# THE REQUEST:
Can you reproduce the part of the listing that opens with the line containing "A single point marks each instance of the glass pepper" and closes at the end of the listing, multiplying every point coordinate in the answers by 1.65 and rounding to whole numbers, with halves rounded up? Keep the request lines unchanged, including their sample points, and return only that part.

# INFORMATION SUPPLIED:

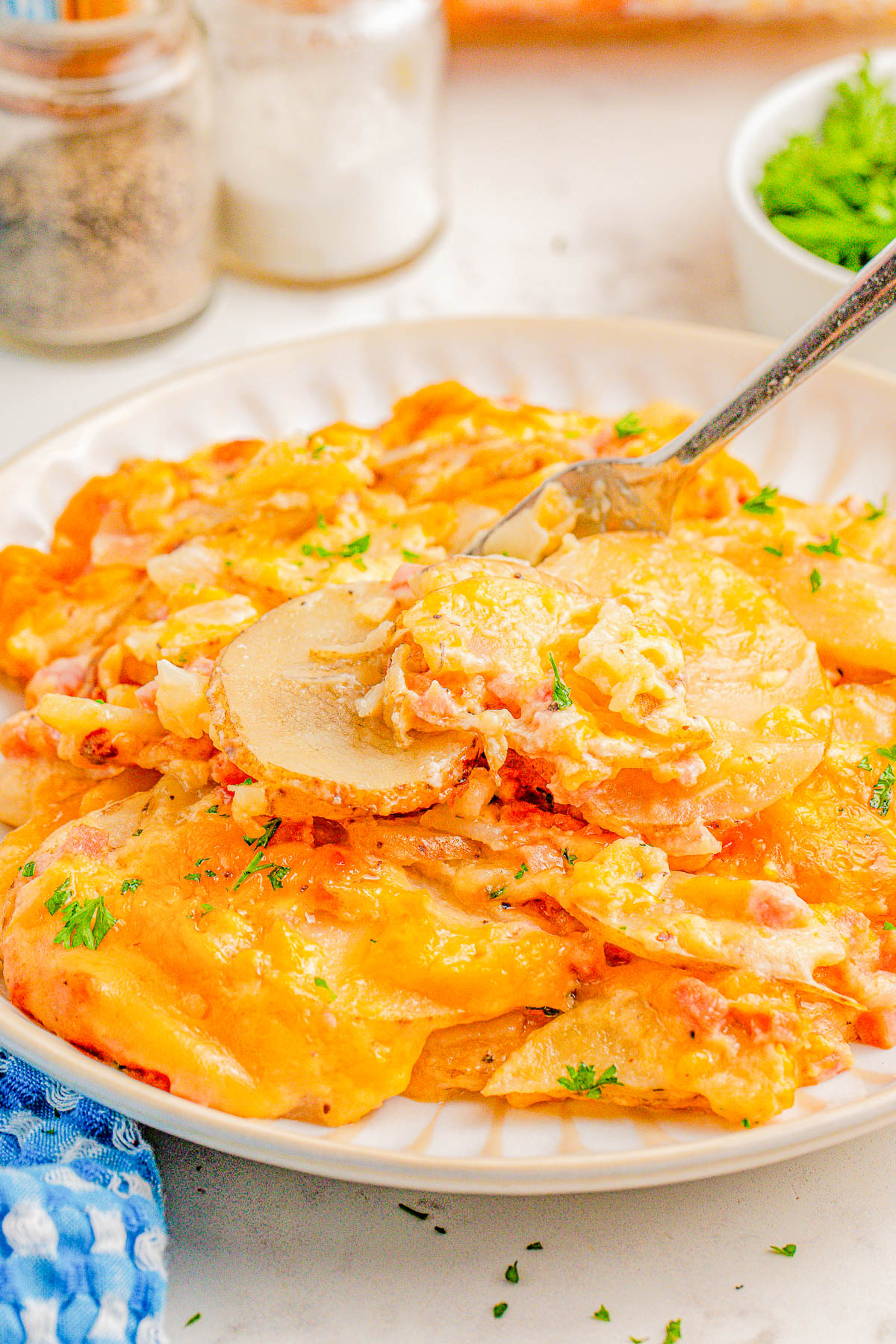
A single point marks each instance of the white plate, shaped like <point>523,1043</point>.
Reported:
<point>832,437</point>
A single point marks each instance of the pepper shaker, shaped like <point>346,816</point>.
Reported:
<point>107,175</point>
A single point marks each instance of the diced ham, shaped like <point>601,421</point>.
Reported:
<point>775,906</point>
<point>226,773</point>
<point>63,676</point>
<point>615,956</point>
<point>87,840</point>
<point>147,695</point>
<point>877,1027</point>
<point>703,1006</point>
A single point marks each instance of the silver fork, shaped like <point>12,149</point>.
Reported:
<point>618,494</point>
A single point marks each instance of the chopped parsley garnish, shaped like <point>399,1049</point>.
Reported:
<point>830,547</point>
<point>84,925</point>
<point>882,793</point>
<point>358,547</point>
<point>762,502</point>
<point>255,865</point>
<point>830,188</point>
<point>58,898</point>
<point>276,873</point>
<point>582,1080</point>
<point>629,425</point>
<point>561,699</point>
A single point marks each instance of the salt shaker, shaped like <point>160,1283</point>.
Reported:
<point>107,169</point>
<point>328,134</point>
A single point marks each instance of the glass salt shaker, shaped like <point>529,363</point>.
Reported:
<point>107,169</point>
<point>328,134</point>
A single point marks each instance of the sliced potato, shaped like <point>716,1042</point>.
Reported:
<point>282,699</point>
<point>748,670</point>
<point>845,600</point>
<point>629,894</point>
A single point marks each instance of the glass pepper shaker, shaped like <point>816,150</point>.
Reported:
<point>328,134</point>
<point>107,169</point>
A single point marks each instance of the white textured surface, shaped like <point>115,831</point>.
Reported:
<point>583,181</point>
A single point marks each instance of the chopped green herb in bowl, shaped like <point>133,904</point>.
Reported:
<point>833,190</point>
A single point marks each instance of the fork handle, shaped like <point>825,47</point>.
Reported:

# SOLUTION TO THE PROBLEM:
A single point marks each instance of the glass pepper shaker, shaped like <point>816,150</point>.
Reported:
<point>541,221</point>
<point>177,279</point>
A single point marks each instance of the white textured surface, shaped like <point>115,831</point>.
Reported:
<point>962,299</point>
A single point marks each instance of the chopped green herb in bowl, shaped like <point>133,904</point>.
Reported:
<point>1374,314</point>
A single point marks each instance of the fork handle, shaped like <point>825,47</point>.
Reported:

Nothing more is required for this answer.